**Excerpted text**

○ ○ ○

## Overview

This notebook will show you how to create and query a table or DataFrame that you uploaded to DBFS. [DBFS](https://docs.databricks.com/user-guide/dbfs-databricks-file-system.html) is a Databricks File System that allows you to store data for querying inside of Databricks. This notebook assumes that you have a file already inside of DBFS that you would like to read from.

This notebook is written in **Python** so the default cell type is Python. However, you can use different languages by using the `%LANGUAGE` syntax. Python, Scala, SQL, and R are all supported.

In [0]:
# File location and type
file_location = "/FileStore/tables/Sample-1.csv"
file_type = "csv"

○ ○ ○

**Requirement 1**
According to the notebook overview, which languages are supported?
**Requirement 2**
Please count the lines in the records that contain the string "stem", with case significant, and give only the number.

**Data supplied**
○ ○ ○

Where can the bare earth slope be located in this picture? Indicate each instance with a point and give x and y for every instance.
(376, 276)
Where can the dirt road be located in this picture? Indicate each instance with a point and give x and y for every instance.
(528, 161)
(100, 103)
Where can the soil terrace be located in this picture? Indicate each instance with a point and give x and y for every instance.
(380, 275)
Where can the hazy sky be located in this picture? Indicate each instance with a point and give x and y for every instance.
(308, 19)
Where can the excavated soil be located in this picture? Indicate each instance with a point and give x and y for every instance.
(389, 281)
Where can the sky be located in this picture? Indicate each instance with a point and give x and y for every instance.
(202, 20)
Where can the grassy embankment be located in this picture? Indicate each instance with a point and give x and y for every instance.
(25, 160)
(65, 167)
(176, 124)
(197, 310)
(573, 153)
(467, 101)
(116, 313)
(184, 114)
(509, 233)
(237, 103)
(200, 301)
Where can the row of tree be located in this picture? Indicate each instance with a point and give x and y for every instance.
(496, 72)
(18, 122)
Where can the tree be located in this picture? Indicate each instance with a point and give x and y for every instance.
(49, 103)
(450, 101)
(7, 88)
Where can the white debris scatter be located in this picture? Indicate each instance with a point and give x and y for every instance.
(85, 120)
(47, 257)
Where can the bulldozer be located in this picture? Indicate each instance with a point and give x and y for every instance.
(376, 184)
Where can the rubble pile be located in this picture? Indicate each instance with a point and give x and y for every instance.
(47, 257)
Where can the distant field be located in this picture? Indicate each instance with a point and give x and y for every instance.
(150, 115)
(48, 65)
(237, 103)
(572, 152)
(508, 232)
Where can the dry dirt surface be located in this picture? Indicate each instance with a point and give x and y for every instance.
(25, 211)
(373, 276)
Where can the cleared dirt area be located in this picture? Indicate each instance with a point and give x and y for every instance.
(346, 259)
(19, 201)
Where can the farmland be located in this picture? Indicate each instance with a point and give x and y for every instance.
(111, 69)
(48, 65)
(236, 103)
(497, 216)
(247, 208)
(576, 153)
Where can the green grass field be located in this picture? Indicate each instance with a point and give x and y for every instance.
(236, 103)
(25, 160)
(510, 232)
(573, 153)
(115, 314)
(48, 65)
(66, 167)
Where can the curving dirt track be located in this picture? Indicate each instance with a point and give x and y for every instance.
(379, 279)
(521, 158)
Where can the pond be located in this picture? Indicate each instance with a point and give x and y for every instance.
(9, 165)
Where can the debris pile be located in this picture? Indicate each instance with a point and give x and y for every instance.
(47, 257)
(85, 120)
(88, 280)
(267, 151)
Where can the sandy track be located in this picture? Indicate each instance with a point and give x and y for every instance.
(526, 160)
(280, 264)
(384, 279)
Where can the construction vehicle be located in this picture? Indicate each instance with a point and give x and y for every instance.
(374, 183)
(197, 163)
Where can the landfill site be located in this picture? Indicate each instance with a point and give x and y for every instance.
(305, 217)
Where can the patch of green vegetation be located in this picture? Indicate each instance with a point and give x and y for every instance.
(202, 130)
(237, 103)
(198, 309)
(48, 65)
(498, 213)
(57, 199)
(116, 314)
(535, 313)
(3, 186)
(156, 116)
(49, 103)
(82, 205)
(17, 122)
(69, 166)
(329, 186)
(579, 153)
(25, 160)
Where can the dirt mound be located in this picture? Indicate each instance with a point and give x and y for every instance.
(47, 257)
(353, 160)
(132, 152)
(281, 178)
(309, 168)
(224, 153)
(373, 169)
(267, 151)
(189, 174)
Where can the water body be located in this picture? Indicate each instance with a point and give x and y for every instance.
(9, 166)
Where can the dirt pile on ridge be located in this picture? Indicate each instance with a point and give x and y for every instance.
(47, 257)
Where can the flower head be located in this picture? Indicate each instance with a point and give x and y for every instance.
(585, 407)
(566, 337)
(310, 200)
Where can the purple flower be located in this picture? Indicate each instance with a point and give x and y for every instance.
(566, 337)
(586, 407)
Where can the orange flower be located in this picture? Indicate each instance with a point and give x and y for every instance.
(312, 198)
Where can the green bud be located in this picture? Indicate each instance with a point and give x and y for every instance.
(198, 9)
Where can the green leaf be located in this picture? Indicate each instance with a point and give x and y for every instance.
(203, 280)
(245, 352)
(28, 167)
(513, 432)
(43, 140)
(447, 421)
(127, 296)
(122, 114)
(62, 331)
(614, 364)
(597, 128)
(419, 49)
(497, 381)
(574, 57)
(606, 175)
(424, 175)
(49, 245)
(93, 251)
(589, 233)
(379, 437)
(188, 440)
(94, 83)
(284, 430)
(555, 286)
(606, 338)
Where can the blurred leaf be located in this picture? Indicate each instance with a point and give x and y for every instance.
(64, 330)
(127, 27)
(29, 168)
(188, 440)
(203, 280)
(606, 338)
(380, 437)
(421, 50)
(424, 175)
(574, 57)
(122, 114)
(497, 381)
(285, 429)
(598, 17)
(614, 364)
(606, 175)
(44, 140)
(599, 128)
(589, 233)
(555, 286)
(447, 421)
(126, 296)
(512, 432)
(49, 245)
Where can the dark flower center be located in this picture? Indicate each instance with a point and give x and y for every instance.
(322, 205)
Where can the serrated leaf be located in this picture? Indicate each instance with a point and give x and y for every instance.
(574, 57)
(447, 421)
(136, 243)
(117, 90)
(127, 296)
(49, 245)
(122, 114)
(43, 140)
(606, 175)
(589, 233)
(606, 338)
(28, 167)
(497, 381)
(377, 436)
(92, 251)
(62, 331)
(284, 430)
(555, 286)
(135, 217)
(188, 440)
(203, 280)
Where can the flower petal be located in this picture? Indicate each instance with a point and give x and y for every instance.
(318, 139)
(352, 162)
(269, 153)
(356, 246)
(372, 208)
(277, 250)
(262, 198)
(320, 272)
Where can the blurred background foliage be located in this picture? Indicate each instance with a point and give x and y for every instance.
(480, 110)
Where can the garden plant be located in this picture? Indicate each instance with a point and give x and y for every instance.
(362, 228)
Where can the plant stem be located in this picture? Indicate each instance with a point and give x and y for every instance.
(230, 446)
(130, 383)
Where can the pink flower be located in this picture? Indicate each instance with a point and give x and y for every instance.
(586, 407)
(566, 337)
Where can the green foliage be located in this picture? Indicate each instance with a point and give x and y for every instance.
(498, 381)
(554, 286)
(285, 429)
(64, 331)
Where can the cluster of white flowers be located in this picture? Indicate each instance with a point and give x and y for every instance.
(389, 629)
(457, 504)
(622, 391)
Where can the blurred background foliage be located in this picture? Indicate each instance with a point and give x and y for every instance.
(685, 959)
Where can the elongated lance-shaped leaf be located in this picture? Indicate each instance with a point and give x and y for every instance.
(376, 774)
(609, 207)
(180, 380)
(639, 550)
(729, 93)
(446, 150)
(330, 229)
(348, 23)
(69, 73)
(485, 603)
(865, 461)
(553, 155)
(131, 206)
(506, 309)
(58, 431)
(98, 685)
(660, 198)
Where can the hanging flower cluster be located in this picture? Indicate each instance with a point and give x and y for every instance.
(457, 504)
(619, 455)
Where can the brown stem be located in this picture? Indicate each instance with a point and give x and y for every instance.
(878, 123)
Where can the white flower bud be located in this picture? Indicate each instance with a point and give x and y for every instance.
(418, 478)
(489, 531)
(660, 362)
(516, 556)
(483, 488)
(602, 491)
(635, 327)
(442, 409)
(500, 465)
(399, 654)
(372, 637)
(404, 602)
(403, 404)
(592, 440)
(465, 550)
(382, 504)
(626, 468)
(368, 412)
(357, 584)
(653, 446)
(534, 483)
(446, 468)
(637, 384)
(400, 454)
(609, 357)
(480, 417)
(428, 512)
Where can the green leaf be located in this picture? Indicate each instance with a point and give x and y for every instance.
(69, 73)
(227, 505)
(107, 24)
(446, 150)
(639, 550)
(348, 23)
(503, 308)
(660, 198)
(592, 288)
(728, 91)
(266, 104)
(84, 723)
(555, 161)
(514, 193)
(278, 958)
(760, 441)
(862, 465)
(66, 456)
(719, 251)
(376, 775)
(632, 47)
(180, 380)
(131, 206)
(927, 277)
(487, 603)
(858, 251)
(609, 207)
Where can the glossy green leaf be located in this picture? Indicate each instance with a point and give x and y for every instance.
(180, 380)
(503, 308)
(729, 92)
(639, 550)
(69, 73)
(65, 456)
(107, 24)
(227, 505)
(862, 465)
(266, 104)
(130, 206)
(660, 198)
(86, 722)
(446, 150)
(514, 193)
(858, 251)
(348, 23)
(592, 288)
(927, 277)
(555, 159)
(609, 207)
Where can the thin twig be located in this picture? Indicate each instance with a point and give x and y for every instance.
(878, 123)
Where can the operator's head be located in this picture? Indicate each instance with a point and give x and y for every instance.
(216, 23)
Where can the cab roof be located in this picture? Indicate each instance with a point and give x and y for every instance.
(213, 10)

○ ○ ○

**Exercise answer 1**
Python, Scala, SQL, and R are all supported.

**Exercise answer 2**
2